══ EXTRAIT DU TEXTE

Comment peut-on modéliser ces données ? Modéliser c’est décider ce qui est important pour nous de ce qui l’est moins, donner un nom aux choses et comprendre les relations qu’il y a entre les différents paramètres qu’on a choisis comme étant pertinents. Qu’y a-t-il d’important dans la description de la marche ? Il y a tout d’abord le pas car c’est bien connu, la meilleure façon d’marcher, c’est encore la nôtre, c’est de mettre un pied d’vant l’autre et d’recommencer. D’après Wikipédia, « le pas est la distance qui sépare deux pieds posés simultanément au sol, le cycle de marche correspond à deux pas » et il est décomposé en différentes phases, en particulier la plus simple à identifier, la phase d’appui pendant laquelle un pied est quasiment immobile en contact avec le sol.
Pour progresser dans notre propos, nous utiliserons une série d’animations interactives que nous vous proposons, pour ne pas bloquer votre navigateur, de lire dans une autre fenêtre en cliquant sur leur image.
Au départ était le nombre
Voici une petite partie du grand tableau de nombres de la captation.
Comment pouvons-nous extraire de notre énorme tableau de nombres cette information du pas ? Nous pouvons tenter d’identifier les différentes phases du cycle de la marche étant donné par exemple l’altitude et la relative immobilité où un pied donné est en contact avec le sol, puis le suivant, et en déduire par soustraction le pas.
Puis vint la fonction
Dans notre gros tableau de nombres, nous pouvons par exemple lire les nombres dans la colonne CS, correspondant à l’altitude du talon gauche, ces nombres augmentent, puis descendent, mais il est plus aisé de visualiser le graphe de la fonction qui associe l’altitude en fonction du temps.
Sur le graphique suivant, c’est le graphe bleu, les graphes rouge et vert décrivant respectivement l’abscisse et l’ordonnée.
Dans la figure interactive associée, vous pouvez modifier le marqueur en cliquant sur le point du pantin et visualiser les graphes de ses trois coordonnées.
Car ces nombres peuvent animer un pantin tridimensionnel que voici. Pour cela, il faut organiser les colonnes comme jointures des membres et visualiser les segments reliant ces articulations.
N’hésitez pas à cliquer sur l’image et regarder dans l’animation interactive le pantin marcher sous toutes les coutures ! On fait tourner la vue en cliquant-droit et en maintenant cliqué. Le temps associé n défile automatiquement mais peut-être mis en pause et modifié manuellement.

════
══ DONNÉES FOURNIES

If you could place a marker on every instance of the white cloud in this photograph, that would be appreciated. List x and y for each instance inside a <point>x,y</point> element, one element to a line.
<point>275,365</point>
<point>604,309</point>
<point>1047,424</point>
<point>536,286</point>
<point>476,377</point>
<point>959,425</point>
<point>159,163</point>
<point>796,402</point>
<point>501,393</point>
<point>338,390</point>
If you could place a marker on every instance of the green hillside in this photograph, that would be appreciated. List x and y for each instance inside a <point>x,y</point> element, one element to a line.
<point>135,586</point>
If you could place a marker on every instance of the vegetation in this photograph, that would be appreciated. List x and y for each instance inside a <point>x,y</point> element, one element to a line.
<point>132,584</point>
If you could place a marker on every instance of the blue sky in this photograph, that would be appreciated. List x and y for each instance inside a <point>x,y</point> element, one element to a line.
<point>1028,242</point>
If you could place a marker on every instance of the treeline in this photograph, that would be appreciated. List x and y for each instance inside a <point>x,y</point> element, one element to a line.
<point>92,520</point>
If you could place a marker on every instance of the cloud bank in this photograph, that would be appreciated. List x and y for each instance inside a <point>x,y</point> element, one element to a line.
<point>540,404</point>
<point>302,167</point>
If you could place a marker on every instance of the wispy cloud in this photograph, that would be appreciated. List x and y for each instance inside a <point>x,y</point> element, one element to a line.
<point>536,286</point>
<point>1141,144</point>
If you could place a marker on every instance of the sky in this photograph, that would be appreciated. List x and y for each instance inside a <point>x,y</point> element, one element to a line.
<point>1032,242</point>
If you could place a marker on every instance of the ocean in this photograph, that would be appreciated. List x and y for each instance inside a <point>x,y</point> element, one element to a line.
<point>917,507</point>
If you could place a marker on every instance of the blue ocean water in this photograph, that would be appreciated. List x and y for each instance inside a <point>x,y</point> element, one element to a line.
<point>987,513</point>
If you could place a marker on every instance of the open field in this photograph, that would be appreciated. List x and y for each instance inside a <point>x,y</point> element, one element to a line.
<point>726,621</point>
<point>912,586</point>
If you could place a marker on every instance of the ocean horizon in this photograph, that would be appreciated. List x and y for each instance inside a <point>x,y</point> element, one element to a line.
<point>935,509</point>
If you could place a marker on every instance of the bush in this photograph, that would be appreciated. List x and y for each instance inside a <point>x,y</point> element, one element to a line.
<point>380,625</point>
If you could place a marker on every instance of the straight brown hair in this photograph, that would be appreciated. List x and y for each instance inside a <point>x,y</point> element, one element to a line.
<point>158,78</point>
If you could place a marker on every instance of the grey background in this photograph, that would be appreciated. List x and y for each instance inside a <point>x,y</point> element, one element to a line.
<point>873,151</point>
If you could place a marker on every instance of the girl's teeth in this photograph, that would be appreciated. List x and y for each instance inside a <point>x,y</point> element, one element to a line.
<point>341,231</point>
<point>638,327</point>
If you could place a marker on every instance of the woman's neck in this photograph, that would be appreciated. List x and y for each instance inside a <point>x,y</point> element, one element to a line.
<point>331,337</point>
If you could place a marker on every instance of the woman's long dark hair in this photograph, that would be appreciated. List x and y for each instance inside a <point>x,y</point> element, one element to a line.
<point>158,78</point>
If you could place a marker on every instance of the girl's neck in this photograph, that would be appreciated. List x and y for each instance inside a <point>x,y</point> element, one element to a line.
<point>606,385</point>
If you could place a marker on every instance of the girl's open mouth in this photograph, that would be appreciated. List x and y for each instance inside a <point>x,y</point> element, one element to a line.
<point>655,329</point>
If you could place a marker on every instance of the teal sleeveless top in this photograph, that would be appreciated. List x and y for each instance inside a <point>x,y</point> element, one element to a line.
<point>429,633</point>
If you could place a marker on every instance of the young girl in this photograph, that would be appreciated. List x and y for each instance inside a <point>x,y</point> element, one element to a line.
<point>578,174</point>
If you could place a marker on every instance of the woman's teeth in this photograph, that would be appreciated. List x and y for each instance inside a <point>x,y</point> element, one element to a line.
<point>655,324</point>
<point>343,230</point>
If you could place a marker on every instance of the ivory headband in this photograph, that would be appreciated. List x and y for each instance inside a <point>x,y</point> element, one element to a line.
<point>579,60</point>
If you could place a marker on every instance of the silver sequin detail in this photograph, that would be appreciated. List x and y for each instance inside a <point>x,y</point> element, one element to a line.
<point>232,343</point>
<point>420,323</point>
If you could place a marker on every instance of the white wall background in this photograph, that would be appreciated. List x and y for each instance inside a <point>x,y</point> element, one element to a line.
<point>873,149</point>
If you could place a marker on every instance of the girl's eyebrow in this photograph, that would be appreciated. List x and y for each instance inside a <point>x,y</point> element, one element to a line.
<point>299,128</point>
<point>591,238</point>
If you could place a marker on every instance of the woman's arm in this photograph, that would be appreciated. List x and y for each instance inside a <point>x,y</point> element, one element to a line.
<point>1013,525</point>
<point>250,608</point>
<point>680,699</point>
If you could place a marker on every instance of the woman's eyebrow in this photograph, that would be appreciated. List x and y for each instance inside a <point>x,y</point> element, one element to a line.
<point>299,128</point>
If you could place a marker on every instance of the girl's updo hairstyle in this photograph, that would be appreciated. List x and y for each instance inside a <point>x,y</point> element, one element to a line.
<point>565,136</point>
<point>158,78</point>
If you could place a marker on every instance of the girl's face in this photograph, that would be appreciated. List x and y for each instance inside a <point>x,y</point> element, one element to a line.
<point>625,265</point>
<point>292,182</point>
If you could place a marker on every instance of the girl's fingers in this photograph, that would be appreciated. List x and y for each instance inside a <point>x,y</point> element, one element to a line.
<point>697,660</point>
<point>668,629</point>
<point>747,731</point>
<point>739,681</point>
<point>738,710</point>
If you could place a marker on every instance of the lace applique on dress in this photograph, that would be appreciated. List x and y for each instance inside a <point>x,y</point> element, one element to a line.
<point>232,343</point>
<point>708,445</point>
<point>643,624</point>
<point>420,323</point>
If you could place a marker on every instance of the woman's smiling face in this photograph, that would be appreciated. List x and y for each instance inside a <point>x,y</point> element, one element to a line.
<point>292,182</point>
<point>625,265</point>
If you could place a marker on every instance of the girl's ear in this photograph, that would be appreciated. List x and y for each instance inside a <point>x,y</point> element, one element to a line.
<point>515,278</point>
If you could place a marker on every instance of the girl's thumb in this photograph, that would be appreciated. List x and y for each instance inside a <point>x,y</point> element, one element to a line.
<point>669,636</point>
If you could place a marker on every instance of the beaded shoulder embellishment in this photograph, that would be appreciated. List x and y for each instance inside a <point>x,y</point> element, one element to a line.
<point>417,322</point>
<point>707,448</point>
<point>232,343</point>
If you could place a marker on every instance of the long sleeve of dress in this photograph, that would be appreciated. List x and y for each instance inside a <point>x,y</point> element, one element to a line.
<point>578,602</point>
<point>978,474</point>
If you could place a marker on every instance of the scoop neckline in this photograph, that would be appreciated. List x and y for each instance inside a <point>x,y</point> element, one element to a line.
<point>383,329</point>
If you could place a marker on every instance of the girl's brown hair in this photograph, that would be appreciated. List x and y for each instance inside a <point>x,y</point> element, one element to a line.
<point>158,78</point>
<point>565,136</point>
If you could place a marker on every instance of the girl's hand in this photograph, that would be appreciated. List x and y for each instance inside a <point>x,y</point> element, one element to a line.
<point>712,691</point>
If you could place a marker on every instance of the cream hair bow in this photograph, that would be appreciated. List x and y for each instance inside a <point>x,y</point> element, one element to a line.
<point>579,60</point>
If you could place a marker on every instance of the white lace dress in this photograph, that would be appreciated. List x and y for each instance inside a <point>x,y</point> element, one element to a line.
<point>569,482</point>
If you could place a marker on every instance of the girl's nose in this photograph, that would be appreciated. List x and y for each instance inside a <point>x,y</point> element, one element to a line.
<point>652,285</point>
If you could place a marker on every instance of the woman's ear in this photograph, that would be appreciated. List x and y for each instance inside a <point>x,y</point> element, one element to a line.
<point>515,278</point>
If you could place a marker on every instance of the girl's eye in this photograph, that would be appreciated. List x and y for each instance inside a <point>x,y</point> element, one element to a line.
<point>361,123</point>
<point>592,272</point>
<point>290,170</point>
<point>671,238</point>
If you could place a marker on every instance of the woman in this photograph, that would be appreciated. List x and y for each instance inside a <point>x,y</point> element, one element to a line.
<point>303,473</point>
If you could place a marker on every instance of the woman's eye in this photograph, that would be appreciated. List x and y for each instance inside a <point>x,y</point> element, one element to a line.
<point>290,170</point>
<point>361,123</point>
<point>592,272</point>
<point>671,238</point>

════

--- OBJECTIF 1 ---
D'après l'extrait sur la marche, pourquoi le lecteur est-il invité à ouvrir les animations interactives dans une autre fenêtre ?
--- OBJECTIF 2 ---
Reprenez l'extrait sur la marche en partant de « Pour progresser dans » et en allant jusqu'à « sur leur image. », et substituez « ordinateur » à « navigateur ».

--- SOLUTION 1 ---
Le lecteur est invité à les ouvrir dans une autre fenêtre pour ne pas bloquer son navigateur.

--- SOLUTION 2 ---
Pour progresser dans notre propos, nous utiliserons une série d’animations interactives que nous vous proposons, pour ne pas bloquer votre ordinateur, de lire dans une autre fenêtre en cliquant sur leur image.